Stated problem
Copy out, word for word, the lines of the material below starting with the line that contains "For each instance of the man's hand, drop" and ending with the line that contains "[[1028, 436]]", both lines included.

..............................

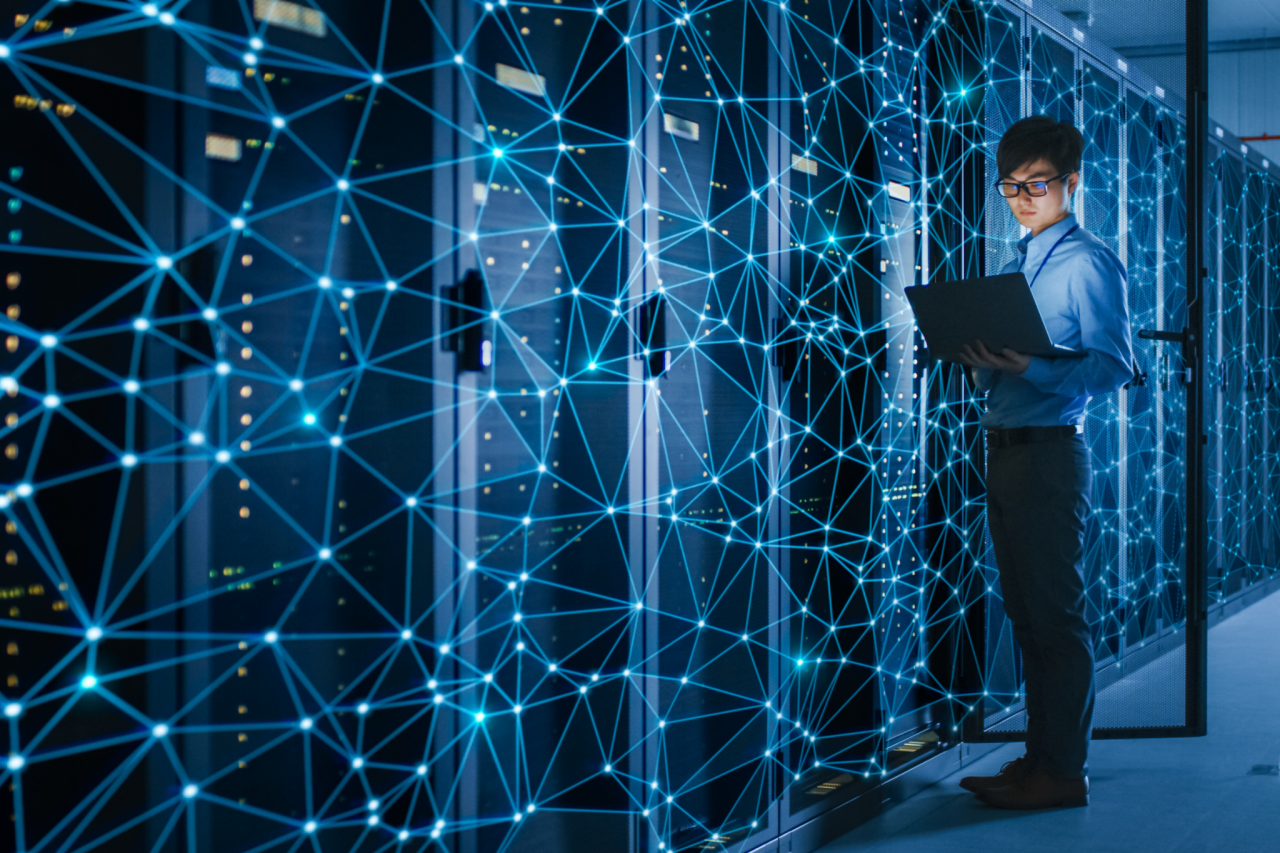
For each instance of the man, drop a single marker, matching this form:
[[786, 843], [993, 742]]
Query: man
[[1038, 473]]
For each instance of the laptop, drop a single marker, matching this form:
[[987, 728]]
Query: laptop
[[997, 310]]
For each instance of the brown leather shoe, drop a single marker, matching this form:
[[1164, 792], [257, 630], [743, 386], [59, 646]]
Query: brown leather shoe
[[1011, 772], [1038, 789]]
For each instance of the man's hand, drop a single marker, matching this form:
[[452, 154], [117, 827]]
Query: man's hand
[[1009, 360]]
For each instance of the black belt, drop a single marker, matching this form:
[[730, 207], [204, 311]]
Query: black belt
[[1028, 436]]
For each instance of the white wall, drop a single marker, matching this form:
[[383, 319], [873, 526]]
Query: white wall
[[1244, 95]]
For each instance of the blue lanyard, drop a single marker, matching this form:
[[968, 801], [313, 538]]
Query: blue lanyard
[[1046, 256]]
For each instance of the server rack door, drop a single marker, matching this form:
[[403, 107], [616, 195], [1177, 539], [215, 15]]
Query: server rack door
[[708, 179], [549, 423], [1228, 379], [1255, 483]]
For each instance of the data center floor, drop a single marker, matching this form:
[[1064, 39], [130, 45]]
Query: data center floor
[[1156, 796]]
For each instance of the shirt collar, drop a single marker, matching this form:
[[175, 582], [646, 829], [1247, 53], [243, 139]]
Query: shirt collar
[[1050, 235]]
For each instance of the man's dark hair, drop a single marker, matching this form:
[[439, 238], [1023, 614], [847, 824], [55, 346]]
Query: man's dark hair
[[1040, 137]]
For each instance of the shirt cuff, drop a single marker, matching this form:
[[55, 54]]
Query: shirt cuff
[[1037, 372]]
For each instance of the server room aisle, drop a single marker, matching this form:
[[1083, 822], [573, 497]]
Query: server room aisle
[[1164, 796]]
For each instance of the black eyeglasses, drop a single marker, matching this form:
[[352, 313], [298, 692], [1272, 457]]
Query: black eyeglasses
[[1034, 188]]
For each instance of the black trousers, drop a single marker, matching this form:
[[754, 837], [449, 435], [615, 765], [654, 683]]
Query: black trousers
[[1037, 502]]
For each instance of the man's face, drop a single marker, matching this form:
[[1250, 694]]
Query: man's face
[[1040, 213]]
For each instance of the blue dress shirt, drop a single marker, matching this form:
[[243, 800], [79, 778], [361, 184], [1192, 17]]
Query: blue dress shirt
[[1082, 293]]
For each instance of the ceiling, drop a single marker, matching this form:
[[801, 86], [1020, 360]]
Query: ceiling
[[1162, 22]]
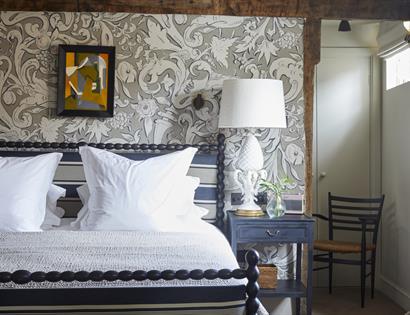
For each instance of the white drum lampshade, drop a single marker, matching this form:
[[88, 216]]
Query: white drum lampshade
[[251, 103]]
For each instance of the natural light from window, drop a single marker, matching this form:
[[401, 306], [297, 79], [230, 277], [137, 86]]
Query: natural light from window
[[398, 69]]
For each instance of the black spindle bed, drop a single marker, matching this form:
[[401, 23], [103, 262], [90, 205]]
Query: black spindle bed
[[130, 298]]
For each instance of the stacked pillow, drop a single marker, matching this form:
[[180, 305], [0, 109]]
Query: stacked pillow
[[150, 195], [121, 194], [24, 185]]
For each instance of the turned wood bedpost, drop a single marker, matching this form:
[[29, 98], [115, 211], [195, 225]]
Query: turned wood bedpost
[[220, 204], [252, 288]]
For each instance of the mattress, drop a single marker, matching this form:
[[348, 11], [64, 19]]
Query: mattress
[[60, 250]]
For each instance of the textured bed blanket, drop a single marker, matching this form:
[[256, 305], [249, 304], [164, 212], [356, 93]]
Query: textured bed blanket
[[116, 250]]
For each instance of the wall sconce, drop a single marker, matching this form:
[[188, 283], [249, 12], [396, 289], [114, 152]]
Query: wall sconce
[[406, 25], [344, 26], [198, 102]]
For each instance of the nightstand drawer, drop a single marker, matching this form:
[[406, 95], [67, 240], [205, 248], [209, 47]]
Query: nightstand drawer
[[275, 234]]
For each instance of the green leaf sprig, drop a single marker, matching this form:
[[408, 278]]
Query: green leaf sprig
[[277, 188]]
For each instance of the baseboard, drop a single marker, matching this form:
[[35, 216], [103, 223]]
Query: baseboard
[[394, 292]]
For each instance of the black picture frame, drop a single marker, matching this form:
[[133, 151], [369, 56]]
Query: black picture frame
[[61, 103]]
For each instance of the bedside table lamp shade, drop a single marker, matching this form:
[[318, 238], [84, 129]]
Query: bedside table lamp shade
[[251, 103]]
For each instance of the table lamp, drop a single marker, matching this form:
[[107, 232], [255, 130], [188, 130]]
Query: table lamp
[[248, 104]]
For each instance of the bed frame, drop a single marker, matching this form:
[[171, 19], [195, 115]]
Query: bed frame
[[133, 295]]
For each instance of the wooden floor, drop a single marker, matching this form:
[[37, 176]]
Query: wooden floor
[[343, 301]]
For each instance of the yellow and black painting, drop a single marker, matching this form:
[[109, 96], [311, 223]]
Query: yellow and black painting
[[87, 82]]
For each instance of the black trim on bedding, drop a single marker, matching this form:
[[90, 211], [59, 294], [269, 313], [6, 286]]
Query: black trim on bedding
[[120, 296], [201, 193], [199, 158], [124, 310]]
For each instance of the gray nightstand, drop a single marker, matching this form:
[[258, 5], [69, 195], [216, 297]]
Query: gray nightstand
[[296, 229]]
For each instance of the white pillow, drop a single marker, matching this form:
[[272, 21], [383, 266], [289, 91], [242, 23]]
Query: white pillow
[[53, 213], [132, 195], [84, 194], [24, 183], [180, 203]]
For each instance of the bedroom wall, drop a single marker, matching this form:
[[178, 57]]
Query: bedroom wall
[[162, 63], [395, 231]]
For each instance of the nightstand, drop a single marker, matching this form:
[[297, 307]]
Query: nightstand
[[292, 229]]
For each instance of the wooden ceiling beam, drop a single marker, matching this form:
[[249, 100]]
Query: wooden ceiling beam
[[317, 9]]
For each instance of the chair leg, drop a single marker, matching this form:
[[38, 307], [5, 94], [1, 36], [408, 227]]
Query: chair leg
[[373, 274], [330, 272], [363, 277]]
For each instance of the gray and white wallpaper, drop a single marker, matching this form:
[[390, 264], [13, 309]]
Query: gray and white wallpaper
[[162, 63]]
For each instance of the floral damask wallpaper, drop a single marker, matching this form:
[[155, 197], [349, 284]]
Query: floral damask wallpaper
[[162, 63]]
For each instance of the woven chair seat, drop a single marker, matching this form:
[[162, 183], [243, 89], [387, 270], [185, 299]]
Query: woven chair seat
[[341, 247]]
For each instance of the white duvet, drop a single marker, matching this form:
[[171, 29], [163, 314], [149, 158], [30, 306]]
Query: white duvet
[[59, 250]]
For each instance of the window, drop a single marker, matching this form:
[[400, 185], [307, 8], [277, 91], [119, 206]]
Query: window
[[398, 69]]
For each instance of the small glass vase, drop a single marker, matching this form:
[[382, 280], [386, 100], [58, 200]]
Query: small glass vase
[[276, 207]]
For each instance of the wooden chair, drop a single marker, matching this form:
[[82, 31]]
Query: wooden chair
[[351, 214]]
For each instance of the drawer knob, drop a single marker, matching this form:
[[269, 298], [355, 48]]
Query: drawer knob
[[273, 234]]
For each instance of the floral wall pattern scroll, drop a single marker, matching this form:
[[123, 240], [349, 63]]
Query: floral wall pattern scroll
[[162, 63]]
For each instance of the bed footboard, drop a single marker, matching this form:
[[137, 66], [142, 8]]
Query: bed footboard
[[251, 273]]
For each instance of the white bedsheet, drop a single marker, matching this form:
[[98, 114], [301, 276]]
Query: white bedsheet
[[59, 250]]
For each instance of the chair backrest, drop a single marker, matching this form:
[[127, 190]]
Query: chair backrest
[[344, 214]]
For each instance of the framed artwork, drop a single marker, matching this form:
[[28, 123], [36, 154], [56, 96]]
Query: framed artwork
[[86, 77]]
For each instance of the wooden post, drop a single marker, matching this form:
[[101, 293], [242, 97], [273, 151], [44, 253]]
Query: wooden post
[[311, 43]]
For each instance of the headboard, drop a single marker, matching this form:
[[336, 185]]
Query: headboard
[[208, 165]]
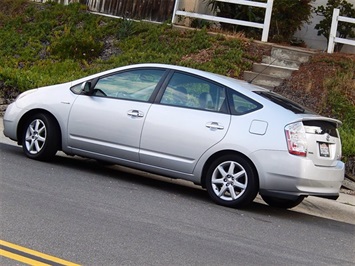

..............................

Exercise result
For each instance of the man's hand, drop a single marker, matching this form:
[[452, 154], [117, 827]]
Query: man's hand
[[1009, 360]]
For each instance of the black belt, drop a single marker, matching this form:
[[730, 207], [204, 311]]
Query: black belt
[[1028, 436]]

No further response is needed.